PASSAGE:

RN Registered Nurses take care of people who are sick, injured, convalescent or disabled. They care for patients by assessing, planning, intervention, implementation and evaluation, under general supervision, and in accordance with established practices and philosophy. Registered Nurses work with other professionals to ensure patient care is delivered effectively to achieve desired patient outcomes. The RN must effectively interact with the patient and family members while maintaining the standard of professional nursing. There are many travel assignments and jobs available for the Registered Nurse as the Bureau of Labor Statistics notes that nursing is one of the top 10 occupations with the largest job growth. Where would you like to visit? Work in a great environment and enjoy free time seeing places you have always wanted to visit. Many great opportunities await the Registered Nurse in today’s market!
The Rehabilitation Registered Nurse works with a wide range of patients populations and types, ranging from the patient who just had joint replacement surgery, the patient who has suffered a stroke, those with occupational or sports injuries, and some with severe spinal cord injuries or other chronic, progressive conditions such as multiple sclerosis. The nature and stage of the patient’s condition will guide the goals of rehabilitation, which may be to prevent secondary disability, return patients to their former functioning state, improve the body functions or help the patient adapt to a new way of functioning. The primary goal of Rehabilitation Nursing is to help the patient attain or maintain maximum function. Some rehab patients may be learning to live an altered lifestyle because of increasing disability or permanent injury. The Rehab nurse will help the patient to adapt physically and emotionally to lifestyle changes and teach them new skills and providing them with nursing care.

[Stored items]

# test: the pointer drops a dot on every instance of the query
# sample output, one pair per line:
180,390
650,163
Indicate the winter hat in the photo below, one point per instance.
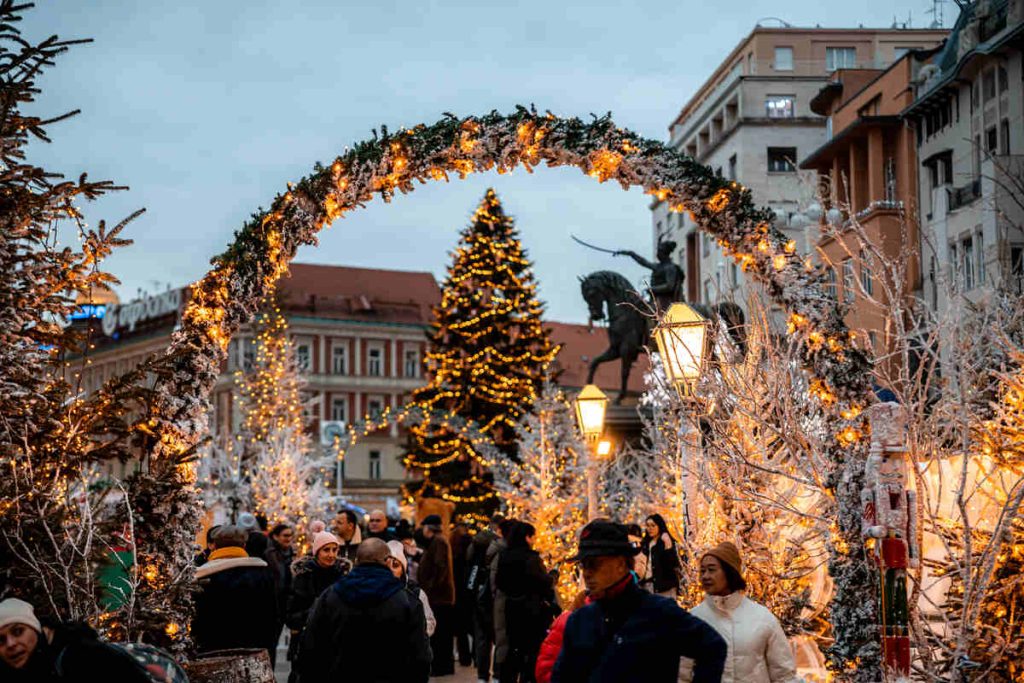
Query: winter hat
247,520
322,539
602,538
398,553
13,610
728,553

CHECK YOUR UNDERSTANDING:
A: From the text on registered nurses, list the possible goals of rehabilitation that depend on the nature and stage of a patient's condition.
B: Extend the text on registered nurses with a further passage that picks up after its final sentence.

RESPONSES BY ITEM NUMBER:
A:
- Prevent secondary disability
- Return patients to their former functioning state
- Improve the body functions
- Help the patient adapt to a new way of functioning

B:
Skills of the Rehab RN
Educating patients and helping them with the adjustments necessary to support their health. Educating the patients about disease, injuries and related disabilities as well as self-care skills.
Collaborating with other disciplines such as occupational and physical therapy and reinforcing the teaching of these professionals and coordinating the care of the patient.
Supporting adaptive capabilities
Treating changes in the functional ability and lifestyle of patients dealing with disability, injury and chronic illness
Promoting independence that is achievable for the patient and helping the patient accept their “new normal”
Providing compassionate, holistic and comprehensive end-of-life care for patients with life-limiting conditions
The Rehabilitation RN practices in a variety of settings which may include clinics, hospitals, rehabilitation facilities, long term care facilities and the patient’s home. Rehab RNs also may work for educational institutions, private companies, insurance companies or in private practice. There are also outpatient and specialty rehab facilities providing services ranging from acute to convalescent care.
The daily tasks of the Rehab RN may consist of providing direct care to the patient or supervising the activities of other staff members in order to prevent complications and maintain functions such as the ability to move, eat or perform daily living tasks. A Rehab RN may help the patient exercise, provide proper skin care to aid in prevention of skin breakdown and ensure the patient is property positioned to prevent joints from becoming immobile. Illness and injuries may also cause changes in bowel, bladder or respiratory functions. The Rehab Nurse will teach the patient how to self-manage these conditions if possible.